▼

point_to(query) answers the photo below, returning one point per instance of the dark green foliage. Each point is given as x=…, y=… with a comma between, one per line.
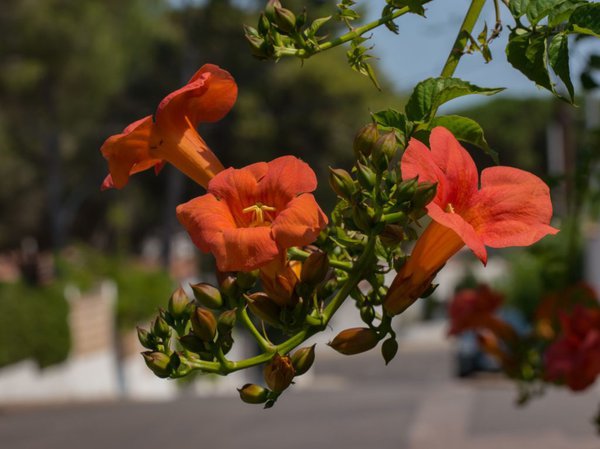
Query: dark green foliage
x=33, y=324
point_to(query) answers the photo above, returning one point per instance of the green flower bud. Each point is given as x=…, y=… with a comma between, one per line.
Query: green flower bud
x=279, y=373
x=226, y=321
x=366, y=177
x=385, y=148
x=204, y=324
x=285, y=20
x=264, y=308
x=314, y=269
x=263, y=25
x=159, y=363
x=207, y=295
x=246, y=279
x=365, y=139
x=389, y=348
x=354, y=340
x=406, y=190
x=424, y=194
x=270, y=9
x=341, y=182
x=303, y=359
x=193, y=343
x=253, y=394
x=147, y=340
x=179, y=305
x=160, y=328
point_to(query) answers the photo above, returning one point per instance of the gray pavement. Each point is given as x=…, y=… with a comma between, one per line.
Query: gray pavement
x=352, y=402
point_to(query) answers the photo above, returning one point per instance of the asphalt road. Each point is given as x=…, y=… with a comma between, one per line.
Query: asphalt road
x=352, y=403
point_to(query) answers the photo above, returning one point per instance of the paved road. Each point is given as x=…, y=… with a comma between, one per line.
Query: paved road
x=354, y=403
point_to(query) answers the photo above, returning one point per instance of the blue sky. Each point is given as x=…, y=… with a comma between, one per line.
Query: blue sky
x=421, y=48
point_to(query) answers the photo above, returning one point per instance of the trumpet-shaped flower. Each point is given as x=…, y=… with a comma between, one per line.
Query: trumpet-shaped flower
x=511, y=208
x=171, y=136
x=251, y=215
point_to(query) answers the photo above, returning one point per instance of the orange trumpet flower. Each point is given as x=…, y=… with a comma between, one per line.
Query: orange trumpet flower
x=251, y=215
x=512, y=208
x=171, y=136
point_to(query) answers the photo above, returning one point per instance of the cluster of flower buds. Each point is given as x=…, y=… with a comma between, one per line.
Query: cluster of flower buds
x=281, y=32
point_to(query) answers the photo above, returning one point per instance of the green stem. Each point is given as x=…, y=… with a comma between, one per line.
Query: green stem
x=243, y=317
x=462, y=38
x=297, y=253
x=357, y=32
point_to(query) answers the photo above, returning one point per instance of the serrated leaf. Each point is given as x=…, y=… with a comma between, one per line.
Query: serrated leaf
x=558, y=55
x=586, y=19
x=527, y=53
x=431, y=93
x=317, y=24
x=465, y=130
x=562, y=12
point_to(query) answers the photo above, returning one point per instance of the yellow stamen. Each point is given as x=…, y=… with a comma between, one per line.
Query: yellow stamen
x=259, y=213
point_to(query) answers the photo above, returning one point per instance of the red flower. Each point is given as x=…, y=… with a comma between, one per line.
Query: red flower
x=512, y=208
x=251, y=215
x=575, y=358
x=171, y=136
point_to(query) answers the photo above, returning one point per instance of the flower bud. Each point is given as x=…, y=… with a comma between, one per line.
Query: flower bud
x=253, y=394
x=341, y=182
x=147, y=340
x=354, y=340
x=264, y=308
x=389, y=348
x=179, y=304
x=270, y=9
x=392, y=235
x=406, y=190
x=314, y=269
x=424, y=194
x=204, y=324
x=246, y=279
x=365, y=139
x=279, y=373
x=193, y=343
x=263, y=25
x=366, y=177
x=385, y=148
x=303, y=359
x=159, y=363
x=160, y=328
x=226, y=321
x=207, y=295
x=285, y=19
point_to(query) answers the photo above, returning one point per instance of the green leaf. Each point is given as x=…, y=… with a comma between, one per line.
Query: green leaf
x=558, y=55
x=527, y=53
x=586, y=19
x=430, y=94
x=465, y=130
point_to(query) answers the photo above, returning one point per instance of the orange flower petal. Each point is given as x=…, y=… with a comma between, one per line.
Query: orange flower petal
x=458, y=167
x=246, y=249
x=239, y=188
x=513, y=208
x=299, y=223
x=205, y=218
x=287, y=177
x=129, y=152
x=207, y=97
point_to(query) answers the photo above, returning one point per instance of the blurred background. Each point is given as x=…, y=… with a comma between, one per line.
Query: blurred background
x=80, y=268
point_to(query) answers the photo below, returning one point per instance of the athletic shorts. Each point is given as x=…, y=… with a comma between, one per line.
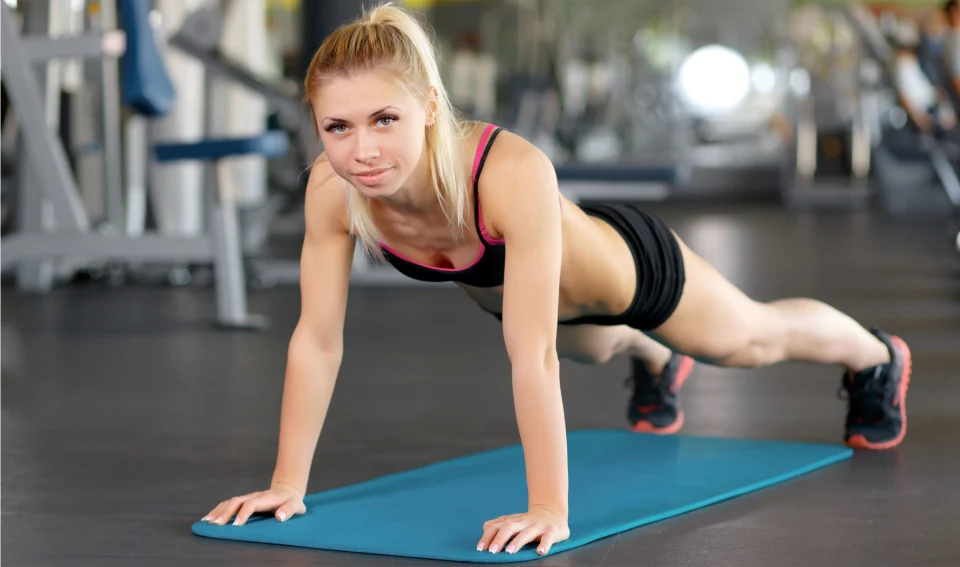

▲

= REQUIRED WORK =
Put every line of the records above into a numbered list, leaving out blank lines and the pictures.

= EXPECTED OUTPUT =
1. point_to(query) answers the photo below, returning one point per instance of the dark green foliage. Each point is given as x=…, y=… with a comma between, one per line.
2. Query: dark green foliage
3. x=33, y=324
4. point_to(query) answers the photo above, returning one point per instance of the green flower bud. Each point is given as x=…, y=… with a comma between, one per line.
5. Query: green flower bud
6. x=279, y=373
7. x=226, y=321
8. x=366, y=177
9. x=385, y=148
10. x=204, y=324
11. x=285, y=20
12. x=264, y=308
13. x=314, y=269
14. x=263, y=25
15. x=159, y=363
16. x=207, y=295
17. x=246, y=279
18. x=365, y=139
19. x=389, y=348
20. x=354, y=340
21. x=406, y=190
22. x=424, y=194
23. x=270, y=9
24. x=341, y=182
25. x=303, y=359
26. x=193, y=343
27. x=253, y=394
28. x=147, y=340
29. x=179, y=305
30. x=160, y=328
31. point_to(query) answers the photo above, returning one point per instance of the gray pavement. Each point is given as x=…, y=… with a comma between, one per line.
32. Query: gray pavement
33. x=352, y=402
34. point_to(query) answers the photo above, returning one point per instance of the asphalt road. Each point is given as x=…, y=… with a comma between, one per line.
35. Query: asphalt road
36. x=352, y=403
37. point_to(query) answers the photo above, returning one point per instance of the paved road. Each point is given as x=…, y=… with a comma between, one per line.
38. Query: paved road
39. x=354, y=403
40. point_to(query) answers the photo above, returning one point per instance of the blue sky. Each point is given as x=…, y=… with a comma between, one per line.
41. Query: blue sky
42. x=421, y=48
43. point_to(query) answers the photo above, returning one point per instance of the trumpet-shaped flower. Each point is given as x=…, y=… with a comma between, one per line.
44. Query: trumpet-shaped flower
45. x=511, y=208
46. x=171, y=136
47. x=251, y=215
48. point_to(query) answers the photo above, returning one point per instance of the orange trumpet flower. Each point is given as x=…, y=… with a comma between, one per line.
49. Query: orange trumpet flower
50. x=251, y=215
51. x=512, y=208
52. x=171, y=136
53. point_to(query) answers the photo above, returning one point per instance of the cluster of flower buds. Each point is given as x=…, y=… with a comma between, one per line.
54. Query: cluster of flower buds
55. x=281, y=32
56. point_to(query) answers the photo above, returning one point per instance of the green stem. Each point is given as x=…, y=… with a comma between, one per line.
57. Query: green stem
58. x=243, y=317
59. x=462, y=38
60. x=297, y=253
61. x=357, y=32
62. point_to(query) answers the photo above, returning one point per instance of the serrated leaf. Each point is given as x=…, y=… with a comma between, one per line.
63. Query: serrated leaf
64. x=558, y=55
65. x=586, y=19
66. x=527, y=53
67. x=431, y=93
68. x=317, y=24
69. x=465, y=130
70. x=562, y=12
71. point_to(query) answers the photo above, returning one point per instance of the yellow stamen. Each point is given as x=…, y=… with a comma between, one per line.
72. Query: yellow stamen
73. x=259, y=213
74. point_to(query) answers the photo above, returning one point per instance of the red flower. Each point is given as x=…, y=… with a comma between, one per line.
75. Query: red flower
76. x=512, y=208
77. x=251, y=215
78. x=575, y=358
79. x=171, y=136
80. point_to(query) answers the photo above, returning one point per instance of the flower bud. Each point is given as x=…, y=… with a comma between, one per line.
81. Query: flower bud
82. x=253, y=394
83. x=341, y=182
84. x=147, y=340
85. x=354, y=340
86. x=264, y=308
87. x=389, y=348
88. x=179, y=304
89. x=270, y=9
90. x=392, y=235
91. x=406, y=190
92. x=314, y=269
93. x=424, y=194
94. x=204, y=324
95. x=246, y=279
96. x=365, y=139
97. x=279, y=373
98. x=193, y=343
99. x=263, y=25
100. x=366, y=177
101. x=385, y=148
102. x=303, y=359
103. x=159, y=363
104. x=160, y=328
105. x=226, y=321
106. x=207, y=295
107. x=285, y=19
108. point_to(query) answers the photo above, returning one point per instance of the green leaf. Each point is given as x=…, y=… with a comma between, one per line.
109. Query: green leaf
110. x=558, y=55
111. x=527, y=53
112. x=586, y=19
113. x=430, y=94
114. x=465, y=130
115. point_to(query) answers the photo above, returning one point per instance of the orange flower petal. Each point is given as x=…, y=… with a comma between, one per line.
116. Query: orange flower petal
117. x=458, y=167
118. x=246, y=249
119. x=239, y=188
120. x=513, y=208
121. x=299, y=223
122. x=205, y=218
123. x=287, y=177
124. x=129, y=152
125. x=207, y=97
126. point_to(query) answers the photo above, returning one point per instance of the blurred background. Each point is given as x=…, y=… with a comma between, one per line.
127. Query: blurred background
128. x=80, y=268
129. point_to(query) answers the photo below, returning one point per instance of the athletic shorts. Each point is given as x=…, y=… with a comma between, one per line.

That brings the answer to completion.